The task -
All of the lines below should be output exactly as shown.

Entries supplied -
★ ★ ★ ★ ★ ★ ★
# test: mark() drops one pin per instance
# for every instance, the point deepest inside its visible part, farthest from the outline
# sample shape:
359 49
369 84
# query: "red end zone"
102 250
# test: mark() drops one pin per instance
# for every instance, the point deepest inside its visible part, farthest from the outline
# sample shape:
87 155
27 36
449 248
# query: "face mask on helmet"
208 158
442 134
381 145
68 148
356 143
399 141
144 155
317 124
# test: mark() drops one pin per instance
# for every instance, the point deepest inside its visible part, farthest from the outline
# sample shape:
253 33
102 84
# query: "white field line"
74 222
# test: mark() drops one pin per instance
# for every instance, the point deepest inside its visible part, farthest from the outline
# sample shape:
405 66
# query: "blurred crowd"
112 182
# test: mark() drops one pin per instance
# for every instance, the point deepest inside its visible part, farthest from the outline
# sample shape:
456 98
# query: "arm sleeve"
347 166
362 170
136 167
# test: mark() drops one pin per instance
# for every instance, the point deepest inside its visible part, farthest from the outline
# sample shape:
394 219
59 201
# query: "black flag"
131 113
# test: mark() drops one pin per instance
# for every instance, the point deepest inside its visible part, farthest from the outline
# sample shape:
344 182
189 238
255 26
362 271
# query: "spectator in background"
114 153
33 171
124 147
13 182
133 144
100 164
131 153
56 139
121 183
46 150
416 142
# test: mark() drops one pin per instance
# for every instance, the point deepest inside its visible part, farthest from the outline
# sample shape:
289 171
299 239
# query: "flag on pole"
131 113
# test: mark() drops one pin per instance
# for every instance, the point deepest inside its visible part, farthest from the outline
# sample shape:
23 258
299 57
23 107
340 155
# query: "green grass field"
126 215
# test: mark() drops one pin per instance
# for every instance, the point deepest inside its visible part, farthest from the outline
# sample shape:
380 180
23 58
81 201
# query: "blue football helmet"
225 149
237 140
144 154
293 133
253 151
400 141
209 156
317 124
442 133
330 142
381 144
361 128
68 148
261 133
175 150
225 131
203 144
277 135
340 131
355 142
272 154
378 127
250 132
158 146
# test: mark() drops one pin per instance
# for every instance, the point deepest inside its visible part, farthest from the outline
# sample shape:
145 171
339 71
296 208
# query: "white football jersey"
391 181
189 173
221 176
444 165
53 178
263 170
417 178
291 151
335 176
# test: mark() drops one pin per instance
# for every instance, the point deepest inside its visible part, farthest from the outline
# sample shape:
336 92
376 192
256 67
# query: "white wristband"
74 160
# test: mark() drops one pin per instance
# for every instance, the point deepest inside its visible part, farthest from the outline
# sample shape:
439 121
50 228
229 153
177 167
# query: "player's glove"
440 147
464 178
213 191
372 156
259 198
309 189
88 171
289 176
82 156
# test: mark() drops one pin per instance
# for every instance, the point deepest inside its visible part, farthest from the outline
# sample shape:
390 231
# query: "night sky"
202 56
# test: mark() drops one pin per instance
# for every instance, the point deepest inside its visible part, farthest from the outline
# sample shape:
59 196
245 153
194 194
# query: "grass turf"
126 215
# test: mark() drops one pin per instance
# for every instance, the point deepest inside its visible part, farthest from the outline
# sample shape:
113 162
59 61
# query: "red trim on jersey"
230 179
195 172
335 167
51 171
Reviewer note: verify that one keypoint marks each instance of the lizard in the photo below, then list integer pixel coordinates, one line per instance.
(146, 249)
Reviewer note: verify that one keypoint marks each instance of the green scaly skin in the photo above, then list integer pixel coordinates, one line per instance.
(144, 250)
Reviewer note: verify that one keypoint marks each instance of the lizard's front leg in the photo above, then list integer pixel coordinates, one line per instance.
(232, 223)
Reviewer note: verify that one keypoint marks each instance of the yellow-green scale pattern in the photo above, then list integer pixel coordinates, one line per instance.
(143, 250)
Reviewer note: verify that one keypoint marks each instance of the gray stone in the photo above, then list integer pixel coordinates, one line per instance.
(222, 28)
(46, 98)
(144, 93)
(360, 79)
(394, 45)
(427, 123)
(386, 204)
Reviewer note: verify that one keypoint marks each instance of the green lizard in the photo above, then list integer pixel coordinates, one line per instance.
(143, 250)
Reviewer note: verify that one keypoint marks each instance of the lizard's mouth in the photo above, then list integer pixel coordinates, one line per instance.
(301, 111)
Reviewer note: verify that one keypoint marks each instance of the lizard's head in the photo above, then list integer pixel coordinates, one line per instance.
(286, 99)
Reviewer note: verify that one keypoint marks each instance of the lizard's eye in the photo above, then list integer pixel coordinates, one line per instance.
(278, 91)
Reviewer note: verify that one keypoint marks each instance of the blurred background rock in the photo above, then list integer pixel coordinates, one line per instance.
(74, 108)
★ ★ ★ ★ ★ ★ ★
Your response -
# test: mark() drops one pin per instance
# for every instance, the point deepest inside its visible part, farthest from the outline
# sample shape:
359 49
369 84
# query: "red end zone"
102 250
# test: mark() drops one pin per instance
# for every instance, the point deepest inside its visible part, farthest from the outline
# sample shape:
87 155
27 36
449 248
# query: "face mask on helmet"
208 158
442 134
381 145
68 148
356 143
399 141
144 155
317 124
# test: mark() drops one pin per instance
# for every instance, the point deepest inside its visible part, farthest from the outline
# sample shape:
253 33
102 84
# query: "white field line"
74 222
# test: mark() drops one pin per instance
# for every instance, the point deepest inside its visible part, farthest from the outline
# sample shape:
405 66
# query: "blurred crowd"
112 182
# test: mark() drops one pin per instance
# for every instance, the point deepest inside its visible part, farthest from the outline
# sample shape:
456 98
# query: "arm sleeve"
347 166
362 170
136 167
# test: mark() drops one pin per instance
# for every instance, the point deepest inside its visible part, farthest from the outline
# sample shape:
394 219
59 201
# query: "black flag"
131 113
# test: mark() drops one pin per instance
# for every instance, the point deepest inside its visible part, farthest from the outline
# sample shape:
344 182
189 238
255 26
362 271
# query: "spectator in background"
114 153
33 171
124 147
13 182
133 144
100 164
131 153
56 139
121 183
46 150
416 142
# test: mark() drops one pin per instance
# for every instance, the point deepest inside its visible part, farthest from the outline
# sample shape:
289 171
299 239
# query: "flag on pole"
131 113
# test: mark() drops one pin per instance
# for every instance, the point deepest inside its visible part, farthest from the outline
# sample shape:
23 258
299 57
23 107
340 155
# query: "green grass field"
126 215
# test: mark() drops one pin per instance
# for every instance, the point deepest inside its visible part, farthest from the outline
# sample shape:
380 180
23 58
81 201
# query: "blue football helmet"
225 149
237 140
144 154
293 133
253 151
400 141
209 156
317 124
442 133
330 142
381 144
361 128
68 148
261 133
175 150
225 131
203 144
277 135
340 131
355 142
272 154
378 127
250 132
158 146
# test: mark() drops one pin per instance
# for every instance, the point deepest inside its visible part, farthest from the outline
# sample shape:
145 171
339 71
296 208
# query: "white football jersey"
391 181
189 173
221 176
444 165
53 178
263 170
417 178
291 151
335 176
# test: mark() drops one pin per instance
# for every instance, the point deepest inside its visible part, farthest from the outline
# sample shape:
336 92
376 192
256 67
# query: "white wristband"
74 160
# test: mark() drops one pin per instance
# for every instance, the point deepest inside its visible part, farthest from the outline
# sample shape:
439 121
50 228
229 153
177 167
# query: "player's glove"
440 147
464 178
213 191
372 156
259 198
309 189
88 171
289 176
82 156
# test: mark() drops one pin per instance
# for every instance, the point deepest inside its visible part, farthest from the outline
# sample shape:
390 231
# query: "night sky"
202 56
# test: mark() drops one pin per instance
# for every instance, the point deepest inside its visible part, farthest from the outline
# sample shape:
59 196
245 153
194 194
# query: "grass turf"
126 215
# test: mark() drops one pin per instance
# for every instance, the point deepest inside its visible part, farthest from the outline
# sample shape:
113 162
59 61
# query: "red trim on jersey"
230 179
195 172
335 167
51 171
Reviewer note: verify that one keypoint marks each instance of the lizard in the photo below, then list integer pixel coordinates, one line per instance.
(146, 249)
Reviewer note: verify that one keypoint marks each instance of the green scaly skin in the photo above, then list integer pixel coordinates, one line per instance.
(144, 250)
Reviewer note: verify that one keypoint marks each instance of the lizard's front leg in the photo above, then list integer pixel coordinates, one line per instance.
(232, 223)
Reviewer note: verify that one keypoint marks each instance of the yellow-green scale pattern in the photo above, then list integer pixel coordinates, one line per instance.
(143, 250)
Reviewer note: verify that one keypoint marks each instance of the gray stone in the photo above, then list integer pixel coordinates, one line per instance.
(222, 28)
(46, 98)
(144, 93)
(360, 79)
(394, 45)
(427, 123)
(386, 204)
Reviewer note: verify that one keypoint marks each instance of the green lizard in the photo above, then list integer pixel coordinates, one line per instance.
(143, 250)
Reviewer note: verify that one keypoint marks each instance of the lizard's mouth in the photo above, then list integer pixel coordinates, one line per instance.
(301, 111)
Reviewer note: verify that one keypoint marks each instance of the lizard's head in the photo above, then list integer pixel coordinates, one line per instance.
(286, 99)
Reviewer note: verify that one keypoint marks each instance of the lizard's eye in the photo above, then list integer pixel coordinates, one line per instance.
(278, 91)
Reviewer note: verify that one keypoint marks each instance of the blurred background rock in the photo above, then list integer pixel coordinates, one line per instance.
(74, 108)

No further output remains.